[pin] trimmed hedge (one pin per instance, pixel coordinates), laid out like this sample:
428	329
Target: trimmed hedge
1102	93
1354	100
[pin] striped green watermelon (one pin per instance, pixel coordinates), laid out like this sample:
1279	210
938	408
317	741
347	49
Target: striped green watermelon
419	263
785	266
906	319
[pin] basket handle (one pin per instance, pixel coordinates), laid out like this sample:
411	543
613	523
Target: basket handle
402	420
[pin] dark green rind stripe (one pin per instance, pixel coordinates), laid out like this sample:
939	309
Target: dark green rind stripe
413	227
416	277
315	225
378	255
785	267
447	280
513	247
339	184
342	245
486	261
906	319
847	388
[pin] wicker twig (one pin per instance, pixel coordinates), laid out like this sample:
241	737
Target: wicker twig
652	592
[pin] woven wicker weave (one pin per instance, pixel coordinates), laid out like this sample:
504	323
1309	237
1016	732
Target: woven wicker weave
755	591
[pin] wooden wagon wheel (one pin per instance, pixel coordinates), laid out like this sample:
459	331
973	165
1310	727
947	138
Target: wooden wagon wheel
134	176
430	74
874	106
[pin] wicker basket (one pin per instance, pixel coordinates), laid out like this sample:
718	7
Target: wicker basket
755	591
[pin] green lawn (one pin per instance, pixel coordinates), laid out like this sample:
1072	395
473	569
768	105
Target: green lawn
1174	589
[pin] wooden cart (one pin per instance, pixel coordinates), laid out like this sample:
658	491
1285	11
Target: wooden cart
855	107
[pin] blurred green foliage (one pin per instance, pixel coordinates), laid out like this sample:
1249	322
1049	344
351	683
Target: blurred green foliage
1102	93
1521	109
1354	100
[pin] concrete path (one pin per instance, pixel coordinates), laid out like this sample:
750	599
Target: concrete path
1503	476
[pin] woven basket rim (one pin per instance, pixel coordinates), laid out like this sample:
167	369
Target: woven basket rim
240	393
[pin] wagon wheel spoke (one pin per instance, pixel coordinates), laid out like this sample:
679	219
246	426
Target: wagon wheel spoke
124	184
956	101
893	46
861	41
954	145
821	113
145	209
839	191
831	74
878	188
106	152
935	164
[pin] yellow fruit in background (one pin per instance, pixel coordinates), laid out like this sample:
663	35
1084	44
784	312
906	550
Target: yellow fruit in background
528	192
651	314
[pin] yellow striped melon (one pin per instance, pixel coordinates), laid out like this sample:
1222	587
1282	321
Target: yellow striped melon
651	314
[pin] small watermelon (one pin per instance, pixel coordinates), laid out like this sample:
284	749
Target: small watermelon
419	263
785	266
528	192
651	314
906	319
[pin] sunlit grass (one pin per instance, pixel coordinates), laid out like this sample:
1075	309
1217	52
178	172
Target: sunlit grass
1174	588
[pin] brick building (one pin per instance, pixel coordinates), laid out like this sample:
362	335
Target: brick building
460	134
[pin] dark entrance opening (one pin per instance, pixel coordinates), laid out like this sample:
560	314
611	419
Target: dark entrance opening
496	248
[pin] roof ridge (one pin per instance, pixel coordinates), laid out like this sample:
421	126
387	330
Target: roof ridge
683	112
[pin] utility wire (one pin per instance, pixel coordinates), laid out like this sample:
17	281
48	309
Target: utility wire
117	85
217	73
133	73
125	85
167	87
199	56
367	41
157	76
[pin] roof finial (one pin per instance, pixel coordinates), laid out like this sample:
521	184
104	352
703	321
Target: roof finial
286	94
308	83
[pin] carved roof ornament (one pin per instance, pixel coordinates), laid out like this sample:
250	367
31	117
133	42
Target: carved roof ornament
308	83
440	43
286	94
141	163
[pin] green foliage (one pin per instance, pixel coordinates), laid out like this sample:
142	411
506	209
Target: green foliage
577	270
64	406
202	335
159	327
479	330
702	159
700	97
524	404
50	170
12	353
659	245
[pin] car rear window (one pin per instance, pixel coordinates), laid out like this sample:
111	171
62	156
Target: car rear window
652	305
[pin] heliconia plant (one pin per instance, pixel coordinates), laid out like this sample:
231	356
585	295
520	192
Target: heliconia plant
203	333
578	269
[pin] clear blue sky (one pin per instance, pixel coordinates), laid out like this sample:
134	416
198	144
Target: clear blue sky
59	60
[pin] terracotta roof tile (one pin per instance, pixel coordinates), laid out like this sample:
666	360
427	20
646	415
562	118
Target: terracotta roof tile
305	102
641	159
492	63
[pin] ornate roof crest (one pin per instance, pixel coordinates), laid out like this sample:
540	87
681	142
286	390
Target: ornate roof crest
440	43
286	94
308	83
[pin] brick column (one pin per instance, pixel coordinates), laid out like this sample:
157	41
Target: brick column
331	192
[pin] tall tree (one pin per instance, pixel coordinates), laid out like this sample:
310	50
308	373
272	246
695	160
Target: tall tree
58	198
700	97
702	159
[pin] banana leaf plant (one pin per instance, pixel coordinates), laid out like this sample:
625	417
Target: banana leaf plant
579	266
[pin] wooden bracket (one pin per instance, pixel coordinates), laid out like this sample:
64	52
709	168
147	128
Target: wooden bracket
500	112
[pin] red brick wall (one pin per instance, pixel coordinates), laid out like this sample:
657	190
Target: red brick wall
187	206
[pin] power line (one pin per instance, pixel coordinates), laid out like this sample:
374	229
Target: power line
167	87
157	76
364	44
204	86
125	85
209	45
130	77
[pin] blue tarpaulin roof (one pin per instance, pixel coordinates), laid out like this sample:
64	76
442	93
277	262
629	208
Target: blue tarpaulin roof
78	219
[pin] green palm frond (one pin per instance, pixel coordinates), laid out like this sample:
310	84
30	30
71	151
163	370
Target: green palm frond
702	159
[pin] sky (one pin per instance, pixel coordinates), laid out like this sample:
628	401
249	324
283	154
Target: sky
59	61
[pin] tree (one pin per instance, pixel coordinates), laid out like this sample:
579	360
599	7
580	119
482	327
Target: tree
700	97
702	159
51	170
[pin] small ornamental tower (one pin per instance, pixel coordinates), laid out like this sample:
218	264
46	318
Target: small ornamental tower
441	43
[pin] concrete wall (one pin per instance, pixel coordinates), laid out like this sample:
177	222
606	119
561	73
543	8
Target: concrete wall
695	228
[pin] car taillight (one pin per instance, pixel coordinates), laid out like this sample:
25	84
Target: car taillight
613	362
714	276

EXERCISE AIM => Please transcribe the entries above exactly as written.

EXERCISE SOLUTION =>
[pin] trimmed hedge (one pin per instance, pixel coordinates), laid out like this sample:
428	329
Target: trimmed hedge
1102	93
1354	100
[pin] striped green watermelon (one pin per instance, pixel coordinates), laid out like this sample:
1279	210
938	408
317	741
347	49
Target: striped green watermelon
419	263
785	266
906	319
[pin] basket handle (one pin per instance, pixel coordinates), laid out like this sample:
411	543
613	523
Target: basket handle
402	420
[pin] dark green rind stripe (one pin per instance, pixel coordinates), laid out like this sample:
939	309
Target: dark green rind stripe
413	227
416	277
315	225
378	255
785	267
447	280
513	247
339	184
342	245
486	261
906	319
847	388
[pin] wicker twig (one pin per instance, pixel coordinates), laid out like this sample:
241	737
Target: wicker twig
652	592
[pin] woven wicker weave (one pin per instance, pixel coordinates), laid out like this sample:
504	323
1309	237
1016	732
Target: woven wicker weave
755	591
[pin] wooden wagon wheel (one pin per instance, pixel coordinates), laid out like this sample:
459	331
973	165
1310	727
947	138
Target: wooden wagon wheel
134	176
430	74
874	106
[pin] wicker basket (one pin per instance, pixel coordinates), laid out like this sample:
718	7
Target: wicker basket
755	591
[pin] green lawn (one pin per instance, pixel coordinates), laid out like this sample:
1072	395
473	569
768	105
Target: green lawn
1174	589
[pin] wooden cart (one pin per instance, pixel coordinates), laid out like this sample:
658	491
1285	11
Target: wooden cart
855	107
[pin] blurred green foliage (one pin per instance, pixel coordinates), laid out like this sample:
1249	322
1049	344
351	683
Target: blurred green foliage
1102	93
1521	109
1354	100
[pin] concrete path (one pin per instance, pixel coordinates), laid out like this sample:
750	599
Target: concrete path
1503	476
[pin] woven basket rim (one pin per instance, pixel coordinates), laid out like this sample:
167	369
Target: woven basket rim
240	393
[pin] wagon wheel spoke (one pin per instance, pixel coordinates), laid out like this sample:
679	219
246	426
Target: wagon wheel spoke
124	184
956	101
893	46
861	41
954	145
821	113
145	209
839	191
831	74
878	188
106	152
935	164
[pin] yellow fruit in background (one pin per instance, pixel coordinates), laid out like this sample:
663	35
1084	44
784	312
906	550
Target: yellow fruit in background
528	192
651	314
[pin] yellow striped melon (one pin per instance, pixel coordinates), laid out like this sample:
1222	587
1282	321
Target: yellow striped melon
651	314
[pin] small watermelon (one pin per instance, pixel coordinates), laid out like this sample:
284	749
Target: small watermelon
419	263
785	266
528	192
651	314
906	319
[pin] sunlit grass (one pin per instance, pixel coordinates), laid out like this sample:
1075	309
1217	52
178	172
Target: sunlit grass
1174	588
[pin] brick building (one pin per instance, pixel coordinates), laid out like this sample:
362	335
Target: brick building
460	134
[pin] dark entrance opening (one pin per instance, pixel coordinates), laid out like this sample:
560	314
611	419
Target: dark entrance opening
496	248
[pin] roof ridge (one pin per instance, pixel coordinates), laid out like this sample:
421	126
387	330
Target: roof ridge
683	112
[pin] utility wire (one pin per instance, pixel coordinates), laid out like this sample:
17	281
48	309
Target: utility wire
117	85
217	73
133	73
125	85
167	87
199	56
367	41
157	76
[pin] roof finial (one pin per instance, pixel coordinates), laid out like this sample:
521	184
104	352
703	321
Target: roof finial
286	94
308	83
[pin] carved roof ornament (one pin per instance, pixel coordinates), laid out like this sample:
250	367
31	117
133	42
Target: carved roof ornament
308	83
440	43
286	94
141	163
[pin] green foliage (one pin per instance, pixel coordinates), laid out like this sample:
142	411
506	209
Target: green foliage
577	270
64	406
202	335
159	327
479	330
702	159
700	97
524	404
50	170
12	353
659	245
[pin] car rear window (one pin per instance, pixel coordinates), laid out like this sample:
111	171
62	156
Target: car rear window
652	305
[pin] heliconia plant (one pin per instance, pixel coordinates), laid out like this sample:
231	356
585	295
520	192
Target: heliconia plant
203	333
578	269
[pin] clear blue sky (one pin per instance, pixel coordinates), laid out like this sample:
134	416
198	144
Target: clear blue sky
59	60
[pin] terracotta roof tile (one pin per instance, pixel coordinates), laid out like this sample:
666	360
427	20
646	415
562	118
Target: terracotta roof tile
305	102
641	159
492	63
[pin] ornate roof crest (one pin per instance, pixel coordinates), laid out like this sample:
540	87
681	142
286	390
Target: ornate roof crest
440	43
286	94
308	83
[pin] brick column (one pin per instance, pixel coordinates), laid out like this sample:
157	41
Target: brick column
331	192
[pin] tall tree (one pin per instance, pixel coordinates), laid out like this sample:
310	50
308	373
272	246
695	160
Target: tall tree
58	198
700	97
702	159
[pin] banana leaf plant (one pin per instance, pixel coordinates), laid out like this sample:
625	417
Target: banana leaf plant
579	266
[pin] wooden bracket (one pin per instance, pixel coordinates), laid out like this sample:
64	52
709	168
147	128
Target: wooden bracket
500	112
[pin] red brick wall (one pin per instance, pixel coordinates), laid out like this sample:
657	190
Target: red brick wall
187	206
[pin] power line (one pin per instance, pixel coordinates), laid out like this sample:
374	229
Target: power line
167	87
157	76
364	44
204	86
125	85
209	45
130	77
[pin] blue tarpaulin roof (one pin per instance, pixel coordinates), laid out like this sample:
64	76
442	93
277	262
629	208
Target: blue tarpaulin roof
78	219
[pin] green palm frond (one pin per instance, pixel coordinates), laid out like this sample:
310	84
30	30
71	151
163	370
Target: green palm frond
702	159
[pin] sky (one pin per instance, pixel coordinates), laid out like this sample:
628	401
249	324
283	154
Target: sky
59	61
[pin] tree (one pin per instance, pixel coordinates), laid out like this sample:
579	360
599	7
580	119
482	327
Target: tree
700	97
702	159
51	170
[pin] small ornamental tower (one pin per instance, pixel coordinates), laid out like this sample:
218	264
46	318
Target: small ornamental tower
441	43
[pin] concrete wall (one pin per instance, pixel coordinates), laid out like this sample:
177	222
606	119
561	73
543	8
Target: concrete wall
695	228
[pin] car taillight (one pin per instance, pixel coordinates), laid out like this sample:
25	84
Target: car taillight
613	362
714	276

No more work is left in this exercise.